Material for this task:
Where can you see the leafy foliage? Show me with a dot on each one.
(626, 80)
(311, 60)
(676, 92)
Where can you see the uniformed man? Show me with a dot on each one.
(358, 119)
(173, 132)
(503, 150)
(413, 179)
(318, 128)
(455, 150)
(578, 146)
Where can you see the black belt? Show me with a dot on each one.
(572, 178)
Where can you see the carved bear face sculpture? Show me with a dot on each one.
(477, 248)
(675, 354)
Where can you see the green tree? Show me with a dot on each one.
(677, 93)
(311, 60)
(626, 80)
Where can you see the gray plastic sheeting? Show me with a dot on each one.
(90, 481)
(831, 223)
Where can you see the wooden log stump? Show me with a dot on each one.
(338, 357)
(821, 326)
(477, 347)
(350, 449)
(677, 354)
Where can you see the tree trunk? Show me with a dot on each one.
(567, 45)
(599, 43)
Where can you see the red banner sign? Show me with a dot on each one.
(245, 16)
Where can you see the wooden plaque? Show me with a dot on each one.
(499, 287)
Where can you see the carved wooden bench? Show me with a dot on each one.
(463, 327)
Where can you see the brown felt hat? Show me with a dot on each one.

Exercise details: Copy out every item above word for word, keeping each one unchanged and in the same order.

Solution to the exercise:
Where can you see the leafy foliage? Show me with a dot on each one.
(626, 80)
(311, 60)
(676, 92)
Where can you see the uniformed man? Show me with a dot on each one.
(358, 119)
(173, 132)
(503, 150)
(413, 179)
(318, 128)
(455, 150)
(578, 146)
Where can you see the black belt? Show me with a dot on each one.
(572, 178)
Where can you see the carved bear face sculpture? Show me with a dot on each one.
(477, 248)
(675, 354)
Where can you see the green tree? Show me with a dot on each one.
(677, 93)
(311, 60)
(626, 80)
Where can you see the gray plastic sheeting? Show me with a dot on each one.
(90, 481)
(831, 223)
Where can you see the wooden log stump? Show me with a dot on each one.
(338, 357)
(821, 326)
(477, 347)
(350, 449)
(677, 354)
Where can you see the tree trunk? Show me with a dot on each one.
(567, 45)
(599, 43)
Where can you see the red banner sign? Show me with a dot on each one.
(245, 16)
Where can you see the wooden plaque? Show me with a dot on each one.
(499, 287)
Where can you see the carved wooden bench? Show me with a dot on each one.
(463, 327)
Where can you see the brown felt hat? Show me with a dot on each one.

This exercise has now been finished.